(EXTRACT PROVIDED Opens)

CORY REMSBURG'S STORY IS A LOUSY METAPHOR FOR AMERICA'S PROBLEMS

At the end of his State of the Union address last night, President Obama brought down the house with the story of one speech attendee:
I first met Cory Remsburg, a proud Army Ranger, at Omaha Beach on the 65th anniversary of D-Day....

A few months later, on his 10th deployment, Cory was nearly killed by a massive roadside bomb in Afghanistan. His comrades found him in a canal, face down, underwater, shrapnel in his brain.

For months, he lay in a coma. And the next time I met him, in the hospital, he couldn't speak; he could barely move. Over the years, he’s endured dozens of surgeries and procedures, hours of grueling rehab every day.

Even now, Cory is still blind in one eye. He still struggles on his left side. But slowly, steadily, with the support of caregivers like his dad Craig, and the community around him, Cory has grown stronger. Day by day, he’s learned to speak again and stand again and walk again, and he’s working toward the day when he can serve his country again.

"My recovery has not been easy," he says. "Nothing in life that's worth anything is easy."
The president's conclusion:
... men and women like Cory remind us that America has never come easy. Our freedom, our democracy, has never been easy. Sometimes we stumble; we make mistakes; we get frustrated or discouraged.

But for more than two hundred years, we have put those things aside and placed our collective shoulder to the wheel of progress: to create and build and expand the possibilities of individual achievement; to free other nations from tyranny and fear; to promote justice and fairness and equality under the law, so that the words set to paper by our founders are made real for every citizen.

The America we want for our kids -- a rising America where honest work is plentiful and communities are strong; where prosperity is widely shared and opportunity for all lets us go as far as our dreams and toil will take us -- none of it is easy. But if we work together; if we summon what is best in us, the way Cory summoned what is best in him, with our feet planted firmly in today but our eyes cast towards tomorrow, I know it's within our reach.
I understand that these shout-outs to special guests are, since the Reagan era, all but mandatory in State of the Union speeches; I understand that the president wants to appeal -- and wants to be seen as appealing -- to the better nature of congressional obstructionists.

But this is a terrible metaphor for what we're going through.

(EXTRACT PROVIDED Closes)
(LISTED ENTRIES Opens)

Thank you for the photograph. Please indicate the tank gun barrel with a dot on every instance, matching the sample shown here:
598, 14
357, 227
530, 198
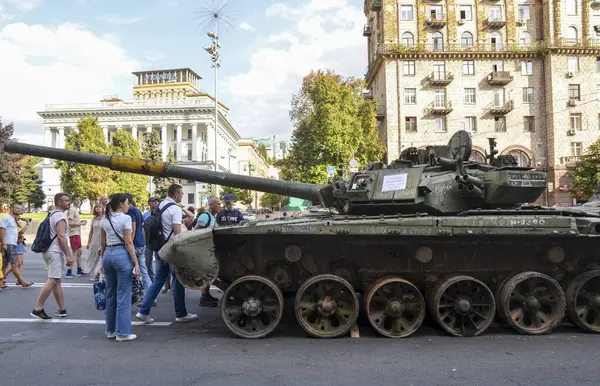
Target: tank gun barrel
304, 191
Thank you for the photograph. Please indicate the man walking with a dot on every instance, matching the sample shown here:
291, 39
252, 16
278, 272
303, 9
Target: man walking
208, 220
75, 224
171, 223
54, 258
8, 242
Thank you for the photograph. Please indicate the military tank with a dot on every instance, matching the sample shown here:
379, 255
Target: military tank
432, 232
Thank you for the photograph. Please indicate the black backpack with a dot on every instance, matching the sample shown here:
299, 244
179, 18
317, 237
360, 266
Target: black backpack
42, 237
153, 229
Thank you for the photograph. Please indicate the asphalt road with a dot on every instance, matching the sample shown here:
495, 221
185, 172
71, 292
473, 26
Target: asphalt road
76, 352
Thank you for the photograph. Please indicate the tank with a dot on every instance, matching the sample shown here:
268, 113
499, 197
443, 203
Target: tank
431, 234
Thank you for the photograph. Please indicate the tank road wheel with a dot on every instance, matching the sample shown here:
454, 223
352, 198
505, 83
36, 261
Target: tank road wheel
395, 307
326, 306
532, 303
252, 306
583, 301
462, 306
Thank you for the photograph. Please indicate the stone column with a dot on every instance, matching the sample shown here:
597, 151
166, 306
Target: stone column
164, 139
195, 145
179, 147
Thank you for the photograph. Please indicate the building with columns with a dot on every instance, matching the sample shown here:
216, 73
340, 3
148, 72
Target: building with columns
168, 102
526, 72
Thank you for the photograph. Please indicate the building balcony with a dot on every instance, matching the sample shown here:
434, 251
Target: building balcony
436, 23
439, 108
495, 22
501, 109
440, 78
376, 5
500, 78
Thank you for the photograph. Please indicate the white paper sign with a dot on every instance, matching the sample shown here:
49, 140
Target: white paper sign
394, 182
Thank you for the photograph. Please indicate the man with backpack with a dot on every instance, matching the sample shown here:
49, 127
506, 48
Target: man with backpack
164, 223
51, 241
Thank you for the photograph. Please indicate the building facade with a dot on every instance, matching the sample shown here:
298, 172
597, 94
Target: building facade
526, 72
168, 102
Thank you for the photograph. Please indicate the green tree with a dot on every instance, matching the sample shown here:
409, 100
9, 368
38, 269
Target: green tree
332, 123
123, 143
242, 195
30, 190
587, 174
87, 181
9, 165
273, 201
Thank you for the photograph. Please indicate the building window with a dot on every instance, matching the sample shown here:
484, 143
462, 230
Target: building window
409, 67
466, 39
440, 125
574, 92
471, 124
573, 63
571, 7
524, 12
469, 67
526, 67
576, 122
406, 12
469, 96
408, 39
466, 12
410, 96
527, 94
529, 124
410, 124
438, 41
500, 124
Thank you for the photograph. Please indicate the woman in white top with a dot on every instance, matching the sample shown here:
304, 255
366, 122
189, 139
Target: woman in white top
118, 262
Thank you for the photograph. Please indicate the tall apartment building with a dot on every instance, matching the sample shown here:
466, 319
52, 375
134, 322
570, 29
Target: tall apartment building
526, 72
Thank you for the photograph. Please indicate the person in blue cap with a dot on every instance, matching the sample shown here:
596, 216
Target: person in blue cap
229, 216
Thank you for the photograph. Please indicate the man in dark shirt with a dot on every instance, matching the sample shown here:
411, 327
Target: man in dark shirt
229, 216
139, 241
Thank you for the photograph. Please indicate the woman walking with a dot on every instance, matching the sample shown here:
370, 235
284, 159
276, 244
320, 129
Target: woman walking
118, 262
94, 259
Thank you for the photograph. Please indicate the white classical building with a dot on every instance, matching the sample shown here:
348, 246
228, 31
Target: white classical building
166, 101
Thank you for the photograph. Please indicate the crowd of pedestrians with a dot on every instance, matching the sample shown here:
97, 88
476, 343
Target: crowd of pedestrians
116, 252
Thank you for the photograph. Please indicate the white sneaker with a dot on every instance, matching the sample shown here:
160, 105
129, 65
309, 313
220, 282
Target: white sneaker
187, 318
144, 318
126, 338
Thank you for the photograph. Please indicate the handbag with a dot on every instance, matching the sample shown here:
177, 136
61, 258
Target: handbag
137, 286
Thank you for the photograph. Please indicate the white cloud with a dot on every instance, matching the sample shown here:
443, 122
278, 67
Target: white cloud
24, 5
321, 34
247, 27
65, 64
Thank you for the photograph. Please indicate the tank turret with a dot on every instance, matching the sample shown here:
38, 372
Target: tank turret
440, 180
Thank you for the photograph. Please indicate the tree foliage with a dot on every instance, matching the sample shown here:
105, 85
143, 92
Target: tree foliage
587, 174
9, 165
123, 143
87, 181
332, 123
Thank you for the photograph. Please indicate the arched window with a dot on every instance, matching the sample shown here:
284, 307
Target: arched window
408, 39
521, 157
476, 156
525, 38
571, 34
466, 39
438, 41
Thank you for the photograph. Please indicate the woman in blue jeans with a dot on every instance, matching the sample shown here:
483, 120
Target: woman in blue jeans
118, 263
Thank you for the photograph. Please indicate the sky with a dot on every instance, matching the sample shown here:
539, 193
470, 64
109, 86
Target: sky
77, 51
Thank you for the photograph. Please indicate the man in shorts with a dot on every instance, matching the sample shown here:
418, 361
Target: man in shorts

(LISTED ENTRIES Closes)

REQUIRED ACTION
Continue the piece on Cory Remsburg's story from the point where it stops.

WRITTEN ANSWER
Cory Remsburg's struggle to recover from war injuries (after -- God help us -- ten deployments) really is hard. But what we have to do in this country isn't hard at all; it's relatively easy. Republicans simply have to meet Democrats partway; they have to hash out a few bills in conference committees and cast a few votes. They have to stop acting as if losing a primary to a tea party challenger is a life-altering disaster comparable to, well, the incident in which Remsburg suffered his injuries -- a defeated member of Congress leaves office with health intact, with great benefits, and with many, many opportunities to make very nice money.

But the biggest problem with this analogy is that it plays into the notion that our political problems are caused by lack of effort. We could solve them if we just tried harder. This is particularly damaging to the president himself -- he's blamed for the brick wall of Republican resistance he faces every day. He's not trying hard enough. He's not leading hard enough. The problem isn't that you can't knock down a brick wall of resistance by repeatedly running into it headfirst; the myth is that he really could knock it down if he made a few more runs at it, or ran faster.

America isn't in trouble because the president and other politicians lack guts and persistence. America is in trouble because Republicans are malignant and willful and have terrible ideas. It would be easy for Republicans to do the right thing if they wanted to, but they simply don't want to -- they've dug in their heels and chosen to do the wrong thing until they win the White House, and then they're going to do even more appallingly wrong things, because those appallingly wrong things are what they believe in, and what their donors believe in. And our system lets them do that. In our system, they're free to destroy the country if that's what they decide to do, and if the voters keep voting them back in. Obama can't stop them with greater effort.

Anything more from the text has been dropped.